**USING THE INFORMATION:**
1 > Please copy the stretch of the Katine text from "This means that" through "of food security." word for word.
2 > Name every crop and animal mentioned in the Katine text.
3 > Turn the paragraph of the Katine text beginning "This means that if the harvests fail" into a short bulleted list that keeps its main facts.

Wandera says up to 90% of children in Katine spend the whole day at school without having anything to eat.


"Not only will this impact on their ability to concentrate and learn in the classroom, but for children who are growing this means they run a real risk of becoming endemically malnourished," says Wandera. "This will affect their physical and mental development, especially if they are facing long-term food shortages in the home. This poses a real challenge to any education or health initiatives we're trying to run."


The problems the Apale family are facing in Katine have been exacerbated not just by drought, but rising food prices. Even though the price of staple foods such as maize and beans have decreased from record highs last year, they are still far higher than pre-2008.


This means that if the harvests fail as they did last year, the family not only doesn't have any crops to sell, they don't have enough money to buy sufficient staple foods. Any assets they do have, such as goats or cattle, decrease in value as a consequence. The situation is made worse by the fact their livestock are in increasingly poor health because the family can't afford to feed them properly.


Wandera says food production is lower than normal because of last year's poor harvests and accepts many families in Katine will be facing food shortages. However, she says in general eastern Uganda is quite robust in terms of food security.

**DATASET ENTRIES:**
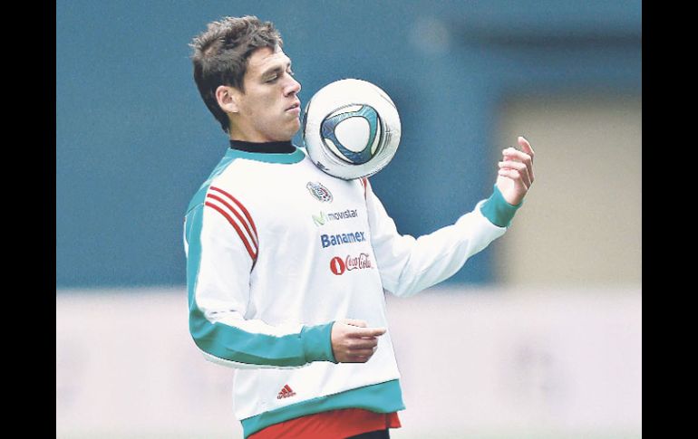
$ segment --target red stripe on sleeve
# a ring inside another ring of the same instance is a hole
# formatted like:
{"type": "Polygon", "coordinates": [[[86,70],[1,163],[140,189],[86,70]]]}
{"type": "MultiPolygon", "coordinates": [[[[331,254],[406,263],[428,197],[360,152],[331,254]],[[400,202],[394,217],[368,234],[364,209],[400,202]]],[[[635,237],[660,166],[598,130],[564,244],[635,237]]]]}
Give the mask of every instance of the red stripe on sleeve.
{"type": "MultiPolygon", "coordinates": [[[[210,189],[212,189],[212,190],[215,190],[215,191],[218,191],[218,192],[220,192],[220,193],[221,193],[221,194],[223,194],[224,196],[228,196],[228,198],[230,198],[230,200],[231,200],[233,203],[235,203],[236,205],[238,205],[238,207],[239,207],[239,208],[240,208],[240,210],[243,212],[243,214],[245,214],[245,216],[247,216],[247,221],[249,221],[249,224],[250,224],[250,225],[252,225],[252,230],[254,230],[254,231],[255,231],[255,235],[257,235],[257,227],[255,226],[255,222],[254,222],[254,221],[252,221],[252,215],[249,215],[249,212],[247,212],[247,209],[246,209],[246,208],[245,208],[245,206],[244,206],[244,205],[242,205],[242,203],[240,203],[239,201],[238,201],[238,200],[235,198],[235,196],[231,196],[230,194],[228,194],[228,192],[224,191],[223,189],[219,189],[219,188],[218,188],[218,187],[214,187],[214,186],[210,186],[210,189]]],[[[258,241],[259,241],[259,238],[257,237],[257,242],[258,242],[258,241]]]]}
{"type": "Polygon", "coordinates": [[[230,212],[232,212],[233,215],[235,215],[235,216],[237,216],[238,219],[240,220],[240,223],[242,223],[242,225],[245,227],[245,230],[247,231],[247,234],[249,234],[249,236],[255,240],[256,243],[258,242],[257,239],[257,234],[253,234],[252,231],[249,230],[249,226],[247,226],[247,222],[245,221],[244,219],[242,219],[242,216],[240,216],[240,214],[238,213],[237,209],[233,208],[233,206],[230,205],[229,204],[228,204],[228,202],[226,200],[224,200],[223,198],[221,198],[220,196],[218,196],[217,195],[207,194],[206,196],[208,197],[208,198],[213,198],[214,200],[218,200],[220,203],[223,203],[223,205],[226,207],[228,207],[228,209],[230,209],[230,212]]]}
{"type": "Polygon", "coordinates": [[[208,205],[208,207],[213,207],[220,215],[222,215],[223,216],[226,217],[228,222],[230,223],[230,225],[232,225],[233,228],[235,228],[236,232],[238,232],[238,235],[242,240],[242,243],[244,243],[245,244],[245,248],[247,249],[247,253],[249,253],[249,257],[252,258],[253,262],[257,261],[257,253],[255,253],[255,252],[252,250],[252,247],[250,247],[249,243],[247,242],[247,238],[245,237],[245,234],[242,233],[242,230],[240,229],[240,226],[238,225],[238,224],[235,222],[235,220],[233,220],[233,218],[229,215],[228,215],[228,213],[225,210],[221,209],[220,207],[218,207],[218,205],[214,205],[213,203],[209,203],[209,202],[207,201],[204,204],[206,205],[208,205]]]}

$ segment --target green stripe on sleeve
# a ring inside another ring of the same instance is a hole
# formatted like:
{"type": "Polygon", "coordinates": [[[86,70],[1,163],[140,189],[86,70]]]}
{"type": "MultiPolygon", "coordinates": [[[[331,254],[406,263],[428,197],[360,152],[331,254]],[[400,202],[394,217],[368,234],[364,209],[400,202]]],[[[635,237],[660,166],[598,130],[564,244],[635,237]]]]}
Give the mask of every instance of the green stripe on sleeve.
{"type": "Polygon", "coordinates": [[[507,203],[497,185],[495,185],[492,195],[480,205],[480,211],[493,224],[499,227],[509,227],[514,214],[516,214],[516,211],[521,205],[523,205],[523,201],[516,205],[507,203]]]}

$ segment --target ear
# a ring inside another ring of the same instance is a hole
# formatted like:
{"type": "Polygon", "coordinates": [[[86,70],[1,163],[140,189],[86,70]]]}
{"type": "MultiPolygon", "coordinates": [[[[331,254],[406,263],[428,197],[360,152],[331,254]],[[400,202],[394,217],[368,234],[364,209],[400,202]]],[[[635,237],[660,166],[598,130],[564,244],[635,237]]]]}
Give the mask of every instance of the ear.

**OUTPUTS IN ORDER:**
1 >
This means that if the harvests fail as they did last year, the family not only doesn't have any crops to sell, they don't have enough money to buy sufficient staple foods. Any assets they do have, such as goats or cattle, decrease in value as a consequence. The situation is made worse by the fact their livestock are in increasingly poor health because the family can't afford to feed them properly.


Wandera says food production is lower than normal because of last year's poor harvests and accepts many families in Katine will be facing food shortages. However, she says in general eastern Uganda is quite robust in terms of food security.

2 >
- maize
- beans
- goats
- cattle

3 >
- If the harvests fail, as they did last year, the family has no crops to sell.
- The family also lacks enough money to buy sufficient staple foods.
- Assets such as goats or cattle lose value as a result.
- The livestock's health keeps getting worse because the family can't afford to feed them properly.